**YOUR INSTRUCTIONS:** Wherever the word "verge" occurs in the lines below, copy the whole line.

TASK MATERIAL: Begin

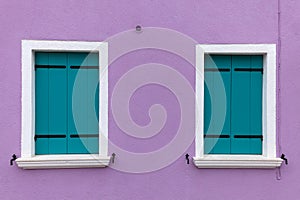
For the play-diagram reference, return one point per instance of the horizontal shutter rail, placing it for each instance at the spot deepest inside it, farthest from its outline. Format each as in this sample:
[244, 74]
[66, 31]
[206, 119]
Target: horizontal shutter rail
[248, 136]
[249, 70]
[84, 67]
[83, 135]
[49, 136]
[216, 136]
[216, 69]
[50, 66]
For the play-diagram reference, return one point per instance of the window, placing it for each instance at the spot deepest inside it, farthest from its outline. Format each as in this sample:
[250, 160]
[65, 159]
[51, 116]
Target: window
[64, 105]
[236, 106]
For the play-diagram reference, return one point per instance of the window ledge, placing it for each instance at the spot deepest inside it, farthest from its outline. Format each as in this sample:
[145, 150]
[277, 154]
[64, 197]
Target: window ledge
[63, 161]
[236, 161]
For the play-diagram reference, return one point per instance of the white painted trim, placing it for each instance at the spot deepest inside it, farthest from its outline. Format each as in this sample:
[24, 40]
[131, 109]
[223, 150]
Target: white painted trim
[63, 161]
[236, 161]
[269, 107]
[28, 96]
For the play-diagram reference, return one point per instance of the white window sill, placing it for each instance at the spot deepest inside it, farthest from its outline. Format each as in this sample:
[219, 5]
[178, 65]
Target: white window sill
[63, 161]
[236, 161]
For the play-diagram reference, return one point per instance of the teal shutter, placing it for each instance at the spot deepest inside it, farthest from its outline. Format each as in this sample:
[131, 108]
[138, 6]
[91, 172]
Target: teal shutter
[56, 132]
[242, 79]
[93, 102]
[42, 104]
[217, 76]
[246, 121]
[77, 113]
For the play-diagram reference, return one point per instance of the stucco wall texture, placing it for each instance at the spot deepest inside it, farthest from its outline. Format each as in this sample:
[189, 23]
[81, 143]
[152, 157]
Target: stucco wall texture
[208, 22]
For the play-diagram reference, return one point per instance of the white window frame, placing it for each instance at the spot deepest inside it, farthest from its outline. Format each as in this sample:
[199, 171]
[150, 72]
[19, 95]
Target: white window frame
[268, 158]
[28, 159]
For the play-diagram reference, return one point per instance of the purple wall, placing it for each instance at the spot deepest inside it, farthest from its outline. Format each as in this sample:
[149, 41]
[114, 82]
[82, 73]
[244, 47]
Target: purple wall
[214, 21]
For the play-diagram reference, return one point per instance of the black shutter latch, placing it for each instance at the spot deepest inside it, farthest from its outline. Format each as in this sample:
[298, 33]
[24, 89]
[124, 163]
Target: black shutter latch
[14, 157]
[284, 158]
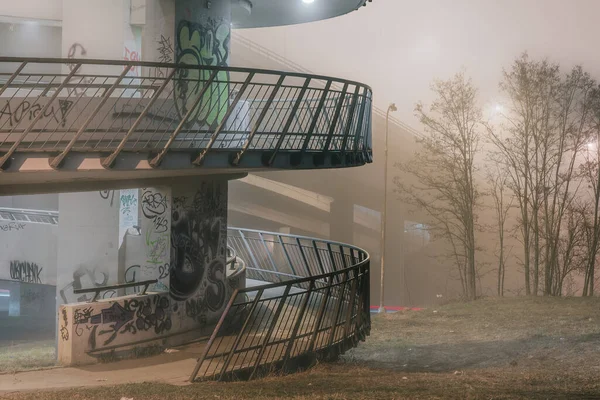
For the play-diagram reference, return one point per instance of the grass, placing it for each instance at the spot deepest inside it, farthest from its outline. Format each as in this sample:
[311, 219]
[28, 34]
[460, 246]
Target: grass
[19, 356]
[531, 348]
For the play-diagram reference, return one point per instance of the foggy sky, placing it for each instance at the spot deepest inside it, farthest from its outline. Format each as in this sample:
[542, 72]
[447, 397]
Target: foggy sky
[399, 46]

TASK MATERIAL: End
TASK MATERIAL: Begin

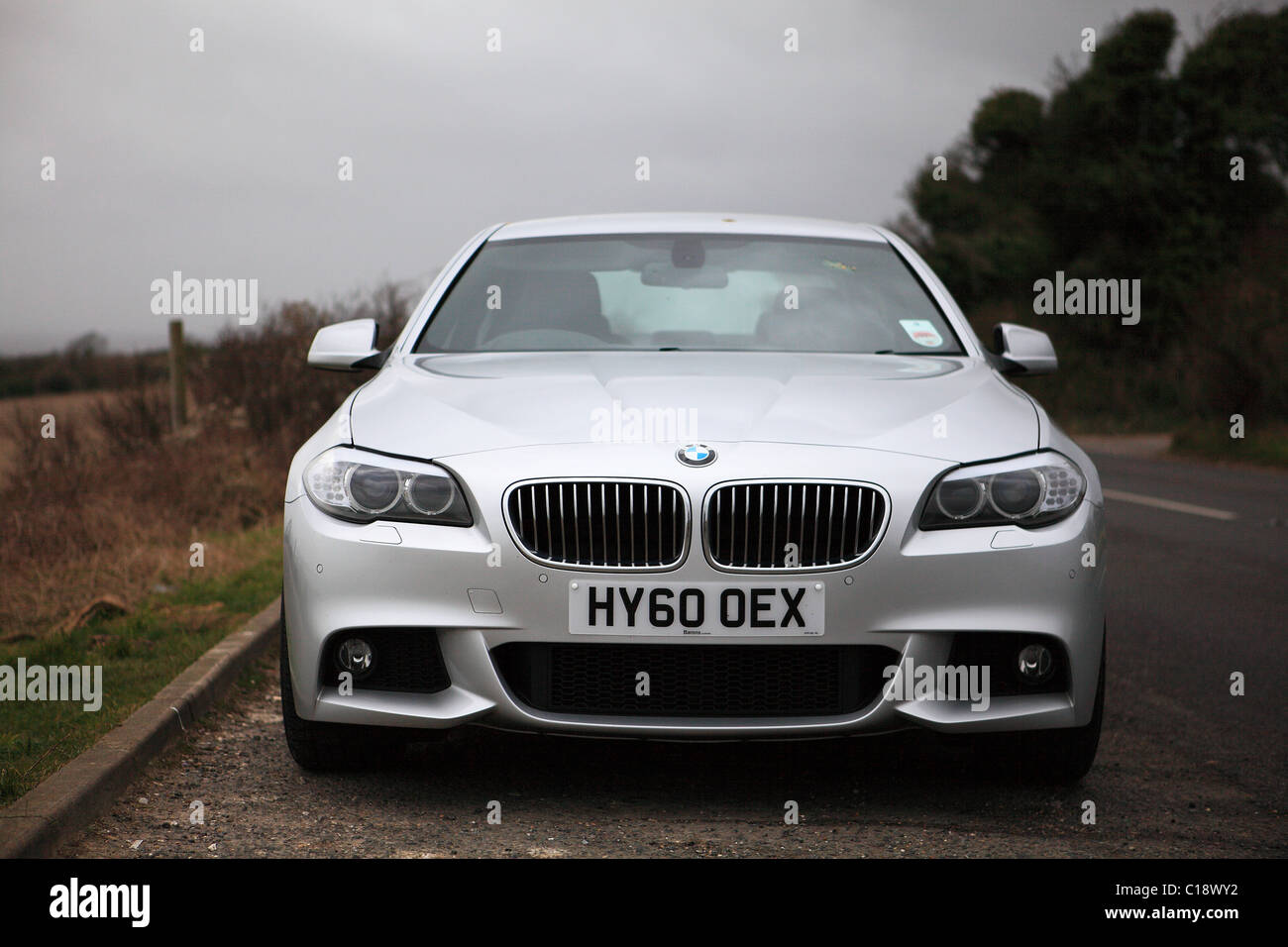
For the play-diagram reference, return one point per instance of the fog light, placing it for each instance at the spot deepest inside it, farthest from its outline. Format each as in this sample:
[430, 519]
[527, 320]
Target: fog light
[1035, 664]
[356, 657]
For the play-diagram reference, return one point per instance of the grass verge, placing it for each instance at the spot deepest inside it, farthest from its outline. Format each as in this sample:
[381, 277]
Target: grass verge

TASK MATERIAL: End

**YOUR SOLUTION:**
For the play-diagram reference, return one point per instance of the grass verge, placing it for each instance at the spot deepest inside it, farthest from its outline. Format each as in this sample:
Target: grass verge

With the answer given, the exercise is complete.